Vous avez pu compter sur un témoignage précieux.

B. E.-M. Nous avons en effet découvert des documents inédits mais surtout rencontrés des témoins. Je pense particulièrement à Noëlla Rouget-Peaudau. Elle avait épousé André Rouget qui avait été parmi les initiateurs du Service civil international, une organisation oeuvrant pour la paix.

E. M. Noëlla vit toujours à Genève. Notre travail a véritablement été possible grâce à elle, lorsque nous lui avons demandé de reconnaître les personnes présentes sur des photos prises devant le chalet. Elle a fait un travail magnifique pour nous aider. Noëlla avait connu une longue, une très longue période de silence après la guerre. C'est l'affaire Mariette Paschoud, du nom de ce professeur d'histoire à Lausanne qui avait soutenu des propos révisionnistes au milieu des années 1980, qui l'avait fait réagir. Elle avait alors écrit une lettre dans la Gazette de Lausanne. Après cet épisode, Noëlla Rouget-Peaudau a débuté son travail de témoignage dans les écoles.

Cela dit, nos recherches ont été difficiles alors que près de 500 personnes ont été accueillies dans le cadre de cette opération. Des documents étaient notamment déposés à la Maison du Peuple, à Lausanne, qui abritait le Comité d'aide en Suisse, coordinateur des neufs lieux d'accueil. Or, les archives de la Maison du Peuple n'ont pas été conservées… Il n'existe pas non plus d'archives au Comité d'aide en Suisse.

Comment les autorités ont-elles réagi à l'ouverture de ces maisons?

B. E.-M. Elles étaient bien sûr au courant. Mais il est important de noter que cette action relève d'une initiative privée et que les autorités ne sont donc pas impliquées véritablement. Le canton de Fribourg est le seul à avoir envoyer une délégation officielle lors de l'ouverture du centre à la Villa Saint-François, au Guintzet.

JEU DE DONNÉES:

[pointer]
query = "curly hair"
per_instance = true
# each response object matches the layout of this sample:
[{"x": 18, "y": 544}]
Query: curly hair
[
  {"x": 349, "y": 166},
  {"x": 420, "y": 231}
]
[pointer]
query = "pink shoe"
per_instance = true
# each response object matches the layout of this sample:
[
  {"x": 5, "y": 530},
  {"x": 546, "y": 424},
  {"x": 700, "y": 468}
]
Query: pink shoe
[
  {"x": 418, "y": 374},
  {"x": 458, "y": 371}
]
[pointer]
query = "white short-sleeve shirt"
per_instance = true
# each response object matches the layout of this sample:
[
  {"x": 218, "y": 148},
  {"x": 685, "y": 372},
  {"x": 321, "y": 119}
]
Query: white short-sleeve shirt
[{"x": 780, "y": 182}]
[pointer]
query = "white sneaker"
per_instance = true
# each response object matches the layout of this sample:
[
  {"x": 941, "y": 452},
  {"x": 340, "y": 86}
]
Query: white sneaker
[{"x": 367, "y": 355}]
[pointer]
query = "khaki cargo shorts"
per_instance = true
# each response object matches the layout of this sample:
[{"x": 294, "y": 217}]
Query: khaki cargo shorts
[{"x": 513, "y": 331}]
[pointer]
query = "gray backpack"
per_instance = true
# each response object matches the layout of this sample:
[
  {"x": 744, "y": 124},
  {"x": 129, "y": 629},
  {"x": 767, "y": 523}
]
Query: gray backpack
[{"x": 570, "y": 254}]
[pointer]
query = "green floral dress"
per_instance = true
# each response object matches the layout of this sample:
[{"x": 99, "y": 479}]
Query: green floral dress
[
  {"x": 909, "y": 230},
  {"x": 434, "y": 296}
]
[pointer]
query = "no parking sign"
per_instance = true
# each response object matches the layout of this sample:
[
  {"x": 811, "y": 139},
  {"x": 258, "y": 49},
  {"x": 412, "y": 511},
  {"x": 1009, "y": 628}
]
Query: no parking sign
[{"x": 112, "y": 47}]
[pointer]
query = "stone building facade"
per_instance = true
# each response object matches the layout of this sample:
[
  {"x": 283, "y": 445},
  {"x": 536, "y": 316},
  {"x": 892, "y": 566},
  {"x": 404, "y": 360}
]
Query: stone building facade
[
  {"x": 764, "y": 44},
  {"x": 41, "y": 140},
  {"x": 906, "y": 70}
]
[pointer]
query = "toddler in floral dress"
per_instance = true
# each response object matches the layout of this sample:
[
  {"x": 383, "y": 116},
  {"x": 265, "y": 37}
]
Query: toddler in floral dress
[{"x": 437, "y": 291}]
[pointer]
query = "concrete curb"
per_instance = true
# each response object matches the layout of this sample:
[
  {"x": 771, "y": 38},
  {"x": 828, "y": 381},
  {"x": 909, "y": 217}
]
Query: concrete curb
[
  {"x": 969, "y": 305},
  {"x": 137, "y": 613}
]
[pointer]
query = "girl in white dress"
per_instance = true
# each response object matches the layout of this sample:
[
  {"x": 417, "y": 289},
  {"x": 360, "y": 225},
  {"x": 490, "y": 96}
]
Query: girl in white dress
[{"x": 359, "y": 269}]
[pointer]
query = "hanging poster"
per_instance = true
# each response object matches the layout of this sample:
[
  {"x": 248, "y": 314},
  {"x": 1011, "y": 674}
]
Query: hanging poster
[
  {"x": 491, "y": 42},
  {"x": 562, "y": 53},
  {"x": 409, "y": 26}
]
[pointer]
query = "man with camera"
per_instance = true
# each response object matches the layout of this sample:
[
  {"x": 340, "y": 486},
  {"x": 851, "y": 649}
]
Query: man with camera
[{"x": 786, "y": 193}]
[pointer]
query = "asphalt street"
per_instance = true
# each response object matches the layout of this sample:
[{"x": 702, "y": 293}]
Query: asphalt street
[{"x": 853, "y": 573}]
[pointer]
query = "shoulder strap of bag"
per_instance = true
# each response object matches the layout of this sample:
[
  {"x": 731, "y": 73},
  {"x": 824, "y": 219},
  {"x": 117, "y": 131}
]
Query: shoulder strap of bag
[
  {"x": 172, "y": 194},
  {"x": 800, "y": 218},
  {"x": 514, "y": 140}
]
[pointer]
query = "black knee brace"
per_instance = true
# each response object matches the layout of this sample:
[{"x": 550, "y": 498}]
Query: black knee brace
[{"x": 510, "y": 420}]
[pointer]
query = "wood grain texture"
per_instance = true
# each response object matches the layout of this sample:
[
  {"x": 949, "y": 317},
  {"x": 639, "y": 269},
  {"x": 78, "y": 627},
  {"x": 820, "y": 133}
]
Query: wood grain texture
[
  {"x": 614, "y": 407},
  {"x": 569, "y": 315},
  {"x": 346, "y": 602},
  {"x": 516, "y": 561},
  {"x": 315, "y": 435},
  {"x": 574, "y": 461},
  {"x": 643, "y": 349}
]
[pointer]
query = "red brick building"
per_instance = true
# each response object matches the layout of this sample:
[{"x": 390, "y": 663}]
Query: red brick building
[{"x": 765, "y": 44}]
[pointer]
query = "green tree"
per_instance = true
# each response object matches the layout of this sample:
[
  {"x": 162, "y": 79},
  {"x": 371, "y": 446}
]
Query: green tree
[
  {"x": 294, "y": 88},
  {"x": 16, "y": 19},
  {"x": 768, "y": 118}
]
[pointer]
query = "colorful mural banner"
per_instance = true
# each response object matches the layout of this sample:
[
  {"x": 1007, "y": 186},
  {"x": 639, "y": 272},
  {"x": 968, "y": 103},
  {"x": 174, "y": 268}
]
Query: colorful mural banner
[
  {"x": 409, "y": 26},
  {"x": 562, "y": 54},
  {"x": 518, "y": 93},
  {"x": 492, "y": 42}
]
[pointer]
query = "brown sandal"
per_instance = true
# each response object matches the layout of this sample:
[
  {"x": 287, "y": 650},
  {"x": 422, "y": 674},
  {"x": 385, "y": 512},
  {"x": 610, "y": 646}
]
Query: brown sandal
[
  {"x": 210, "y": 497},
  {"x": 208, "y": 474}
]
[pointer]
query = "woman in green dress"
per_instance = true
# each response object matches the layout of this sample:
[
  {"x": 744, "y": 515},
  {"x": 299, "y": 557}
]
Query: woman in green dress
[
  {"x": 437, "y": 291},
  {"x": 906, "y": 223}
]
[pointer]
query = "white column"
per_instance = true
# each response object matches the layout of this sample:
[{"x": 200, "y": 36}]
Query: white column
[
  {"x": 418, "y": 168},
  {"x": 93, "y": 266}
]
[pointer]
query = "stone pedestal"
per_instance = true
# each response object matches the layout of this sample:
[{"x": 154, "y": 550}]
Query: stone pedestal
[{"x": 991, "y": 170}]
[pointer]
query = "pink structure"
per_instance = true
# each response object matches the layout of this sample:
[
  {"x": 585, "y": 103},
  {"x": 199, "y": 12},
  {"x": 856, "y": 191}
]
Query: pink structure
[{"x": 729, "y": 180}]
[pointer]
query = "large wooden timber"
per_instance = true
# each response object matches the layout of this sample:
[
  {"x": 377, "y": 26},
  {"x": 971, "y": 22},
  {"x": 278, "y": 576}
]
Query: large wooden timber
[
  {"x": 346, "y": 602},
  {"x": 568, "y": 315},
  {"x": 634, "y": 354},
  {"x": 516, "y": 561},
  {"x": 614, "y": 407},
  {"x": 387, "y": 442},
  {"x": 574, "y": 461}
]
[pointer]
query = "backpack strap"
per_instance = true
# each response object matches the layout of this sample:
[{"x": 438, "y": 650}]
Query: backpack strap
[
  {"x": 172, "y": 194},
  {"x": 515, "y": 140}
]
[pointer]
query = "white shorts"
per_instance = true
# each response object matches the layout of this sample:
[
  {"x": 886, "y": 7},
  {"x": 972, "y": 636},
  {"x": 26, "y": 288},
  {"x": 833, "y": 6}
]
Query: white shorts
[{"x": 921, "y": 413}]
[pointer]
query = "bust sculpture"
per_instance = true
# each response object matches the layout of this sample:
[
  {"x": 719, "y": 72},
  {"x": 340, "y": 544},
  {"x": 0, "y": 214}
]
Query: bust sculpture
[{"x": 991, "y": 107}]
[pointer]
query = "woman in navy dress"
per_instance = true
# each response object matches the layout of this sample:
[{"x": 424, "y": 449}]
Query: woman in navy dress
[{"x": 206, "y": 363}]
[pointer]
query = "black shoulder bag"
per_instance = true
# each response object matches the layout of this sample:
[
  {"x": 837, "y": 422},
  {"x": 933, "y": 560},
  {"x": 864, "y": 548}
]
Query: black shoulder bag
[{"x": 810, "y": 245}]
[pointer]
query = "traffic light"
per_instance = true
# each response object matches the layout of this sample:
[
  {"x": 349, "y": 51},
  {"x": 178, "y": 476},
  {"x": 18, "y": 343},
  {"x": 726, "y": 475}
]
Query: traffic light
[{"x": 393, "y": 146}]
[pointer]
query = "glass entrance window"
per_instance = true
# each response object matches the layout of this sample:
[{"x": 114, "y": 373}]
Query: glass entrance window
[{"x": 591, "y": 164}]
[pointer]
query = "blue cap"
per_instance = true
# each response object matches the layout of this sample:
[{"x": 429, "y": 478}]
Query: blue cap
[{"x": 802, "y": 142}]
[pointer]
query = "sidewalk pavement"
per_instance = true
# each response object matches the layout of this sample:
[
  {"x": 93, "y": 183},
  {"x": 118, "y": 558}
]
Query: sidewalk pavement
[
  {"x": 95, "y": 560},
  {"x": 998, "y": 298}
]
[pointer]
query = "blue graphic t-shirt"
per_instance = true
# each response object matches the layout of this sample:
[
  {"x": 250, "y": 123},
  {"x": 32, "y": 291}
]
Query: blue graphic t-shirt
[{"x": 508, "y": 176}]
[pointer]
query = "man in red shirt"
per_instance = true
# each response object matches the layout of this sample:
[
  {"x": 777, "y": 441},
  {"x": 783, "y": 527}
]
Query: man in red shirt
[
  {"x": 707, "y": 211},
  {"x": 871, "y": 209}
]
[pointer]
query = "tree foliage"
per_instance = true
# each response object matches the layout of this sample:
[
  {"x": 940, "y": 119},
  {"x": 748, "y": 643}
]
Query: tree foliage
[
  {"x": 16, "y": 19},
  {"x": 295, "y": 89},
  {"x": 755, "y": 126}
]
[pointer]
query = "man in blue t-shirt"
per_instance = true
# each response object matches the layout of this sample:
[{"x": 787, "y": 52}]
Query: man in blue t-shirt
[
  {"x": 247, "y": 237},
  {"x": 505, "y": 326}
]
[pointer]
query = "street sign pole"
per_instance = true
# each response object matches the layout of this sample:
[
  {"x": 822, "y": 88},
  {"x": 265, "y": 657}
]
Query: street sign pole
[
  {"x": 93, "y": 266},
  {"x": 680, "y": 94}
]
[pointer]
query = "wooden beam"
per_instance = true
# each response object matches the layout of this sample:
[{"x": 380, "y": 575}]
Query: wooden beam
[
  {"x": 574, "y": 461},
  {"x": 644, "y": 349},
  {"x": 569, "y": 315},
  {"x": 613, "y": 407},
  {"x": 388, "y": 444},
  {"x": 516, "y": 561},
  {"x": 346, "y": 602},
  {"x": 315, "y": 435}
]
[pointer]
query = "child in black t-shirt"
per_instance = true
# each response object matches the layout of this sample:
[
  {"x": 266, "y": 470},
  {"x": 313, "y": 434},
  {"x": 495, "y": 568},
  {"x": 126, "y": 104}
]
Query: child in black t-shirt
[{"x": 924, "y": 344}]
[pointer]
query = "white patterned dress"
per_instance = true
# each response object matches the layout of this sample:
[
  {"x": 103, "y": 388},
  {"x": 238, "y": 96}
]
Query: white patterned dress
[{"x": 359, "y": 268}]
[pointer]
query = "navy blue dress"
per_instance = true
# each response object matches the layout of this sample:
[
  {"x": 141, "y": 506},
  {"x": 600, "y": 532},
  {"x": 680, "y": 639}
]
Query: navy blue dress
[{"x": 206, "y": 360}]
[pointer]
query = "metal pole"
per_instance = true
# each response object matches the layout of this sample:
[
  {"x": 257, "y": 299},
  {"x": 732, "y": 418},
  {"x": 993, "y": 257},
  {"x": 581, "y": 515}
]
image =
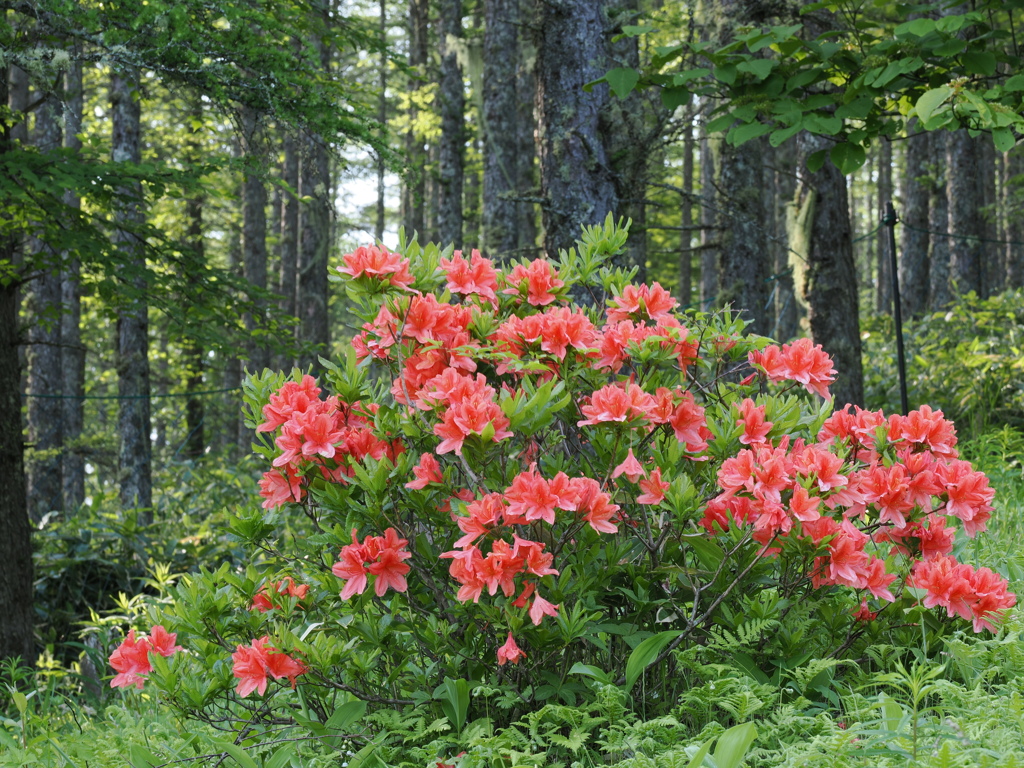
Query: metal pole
[{"x": 890, "y": 221}]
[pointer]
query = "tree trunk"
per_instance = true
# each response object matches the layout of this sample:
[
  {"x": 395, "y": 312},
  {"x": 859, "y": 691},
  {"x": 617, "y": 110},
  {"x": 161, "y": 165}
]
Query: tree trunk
[
  {"x": 709, "y": 231},
  {"x": 577, "y": 183},
  {"x": 913, "y": 278},
  {"x": 964, "y": 195},
  {"x": 525, "y": 167},
  {"x": 72, "y": 349},
  {"x": 254, "y": 237},
  {"x": 743, "y": 264},
  {"x": 43, "y": 465},
  {"x": 382, "y": 119},
  {"x": 501, "y": 130},
  {"x": 829, "y": 286},
  {"x": 134, "y": 474},
  {"x": 453, "y": 141},
  {"x": 1013, "y": 206},
  {"x": 884, "y": 283},
  {"x": 938, "y": 221},
  {"x": 786, "y": 307},
  {"x": 313, "y": 245},
  {"x": 16, "y": 638},
  {"x": 414, "y": 184},
  {"x": 289, "y": 239},
  {"x": 686, "y": 214}
]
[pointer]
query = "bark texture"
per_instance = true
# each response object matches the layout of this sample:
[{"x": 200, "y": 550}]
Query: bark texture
[
  {"x": 966, "y": 226},
  {"x": 414, "y": 188},
  {"x": 135, "y": 472},
  {"x": 884, "y": 281},
  {"x": 15, "y": 540},
  {"x": 453, "y": 109},
  {"x": 72, "y": 348},
  {"x": 44, "y": 466},
  {"x": 830, "y": 278},
  {"x": 1013, "y": 202},
  {"x": 254, "y": 235},
  {"x": 913, "y": 279},
  {"x": 577, "y": 182},
  {"x": 938, "y": 220},
  {"x": 288, "y": 268},
  {"x": 501, "y": 118}
]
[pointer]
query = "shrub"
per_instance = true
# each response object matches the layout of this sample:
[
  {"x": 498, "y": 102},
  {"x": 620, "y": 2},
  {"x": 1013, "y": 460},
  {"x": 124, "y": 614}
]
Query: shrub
[{"x": 499, "y": 474}]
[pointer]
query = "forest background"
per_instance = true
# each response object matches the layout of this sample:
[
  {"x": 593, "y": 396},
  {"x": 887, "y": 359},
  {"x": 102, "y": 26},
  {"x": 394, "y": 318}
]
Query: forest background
[{"x": 179, "y": 178}]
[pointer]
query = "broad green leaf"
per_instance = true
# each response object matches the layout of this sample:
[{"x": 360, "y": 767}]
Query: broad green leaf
[
  {"x": 674, "y": 97},
  {"x": 742, "y": 133},
  {"x": 931, "y": 100},
  {"x": 142, "y": 758},
  {"x": 780, "y": 135},
  {"x": 1004, "y": 139},
  {"x": 916, "y": 27},
  {"x": 759, "y": 68},
  {"x": 645, "y": 653},
  {"x": 240, "y": 755},
  {"x": 847, "y": 157},
  {"x": 815, "y": 161},
  {"x": 980, "y": 62},
  {"x": 697, "y": 760},
  {"x": 282, "y": 757},
  {"x": 732, "y": 745},
  {"x": 622, "y": 80}
]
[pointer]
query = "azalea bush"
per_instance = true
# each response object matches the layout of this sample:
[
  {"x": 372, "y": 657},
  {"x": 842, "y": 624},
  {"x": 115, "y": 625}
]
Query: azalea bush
[{"x": 541, "y": 485}]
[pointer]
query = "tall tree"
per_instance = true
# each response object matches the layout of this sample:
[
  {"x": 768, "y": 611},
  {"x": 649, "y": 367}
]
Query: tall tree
[
  {"x": 743, "y": 254},
  {"x": 577, "y": 182},
  {"x": 965, "y": 200},
  {"x": 15, "y": 546},
  {"x": 45, "y": 487},
  {"x": 72, "y": 348},
  {"x": 254, "y": 230},
  {"x": 913, "y": 276},
  {"x": 453, "y": 141},
  {"x": 501, "y": 118},
  {"x": 830, "y": 279},
  {"x": 1013, "y": 206},
  {"x": 134, "y": 454}
]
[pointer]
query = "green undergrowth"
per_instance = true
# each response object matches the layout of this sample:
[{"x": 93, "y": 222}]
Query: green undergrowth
[{"x": 926, "y": 696}]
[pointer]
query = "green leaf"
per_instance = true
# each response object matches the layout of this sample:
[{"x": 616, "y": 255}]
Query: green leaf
[
  {"x": 623, "y": 80},
  {"x": 645, "y": 653},
  {"x": 674, "y": 97},
  {"x": 780, "y": 135},
  {"x": 1004, "y": 139},
  {"x": 759, "y": 68},
  {"x": 931, "y": 100},
  {"x": 281, "y": 758},
  {"x": 732, "y": 745},
  {"x": 918, "y": 28},
  {"x": 240, "y": 755},
  {"x": 139, "y": 757},
  {"x": 1016, "y": 83},
  {"x": 697, "y": 760},
  {"x": 848, "y": 157},
  {"x": 815, "y": 161},
  {"x": 979, "y": 62},
  {"x": 743, "y": 133}
]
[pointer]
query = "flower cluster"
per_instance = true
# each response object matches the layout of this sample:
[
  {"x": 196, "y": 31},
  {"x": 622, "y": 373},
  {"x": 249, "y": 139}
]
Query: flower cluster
[
  {"x": 803, "y": 361},
  {"x": 325, "y": 434},
  {"x": 131, "y": 658},
  {"x": 832, "y": 491},
  {"x": 264, "y": 599},
  {"x": 255, "y": 662},
  {"x": 385, "y": 555}
]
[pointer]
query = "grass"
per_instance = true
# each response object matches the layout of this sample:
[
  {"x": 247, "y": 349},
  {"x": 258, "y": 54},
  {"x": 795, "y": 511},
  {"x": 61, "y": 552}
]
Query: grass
[{"x": 966, "y": 709}]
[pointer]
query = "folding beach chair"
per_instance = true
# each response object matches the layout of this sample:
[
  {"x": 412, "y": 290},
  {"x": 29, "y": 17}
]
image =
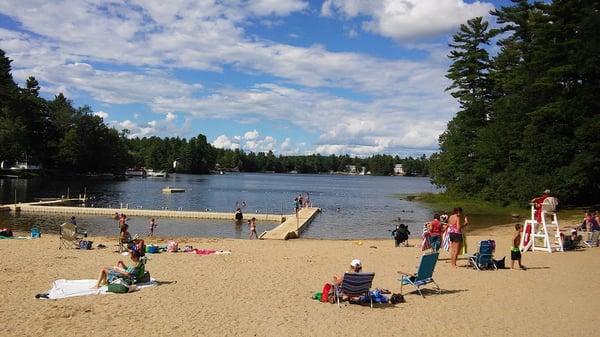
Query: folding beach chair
[
  {"x": 355, "y": 285},
  {"x": 484, "y": 258},
  {"x": 69, "y": 235},
  {"x": 593, "y": 241},
  {"x": 424, "y": 274}
]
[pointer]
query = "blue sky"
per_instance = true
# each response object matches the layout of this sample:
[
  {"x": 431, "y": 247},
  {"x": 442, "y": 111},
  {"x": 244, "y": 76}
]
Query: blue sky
[{"x": 292, "y": 76}]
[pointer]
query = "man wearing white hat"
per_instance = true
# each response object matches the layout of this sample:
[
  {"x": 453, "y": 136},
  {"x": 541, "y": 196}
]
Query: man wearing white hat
[
  {"x": 537, "y": 204},
  {"x": 355, "y": 267}
]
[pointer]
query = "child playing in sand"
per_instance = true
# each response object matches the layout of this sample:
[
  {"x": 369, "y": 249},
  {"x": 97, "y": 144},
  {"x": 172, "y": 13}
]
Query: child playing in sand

TÂCHES DEMANDÉES:
(A) D'après le texte extrait, dans quelle ville vit toujours Noëlla Rouget-Peaudau ?
(B) Modifiez le passage du texte extrait qui commence par "B. E.-M. Nous" et se termine par "pour la paix.", en remplaçant "une organisation" par "une association".

RÉSULTATS OBTENUS:
(A) À Genève.

(B)
B. E.-M. Nous avons en effet découvert des documents inédits mais surtout rencontrés des témoins. Je pense particulièrement à Noëlla Rouget-Peaudau. Elle avait épousé André Rouget qui avait été parmi les initiateurs du Service civil international, une association oeuvrant pour la paix.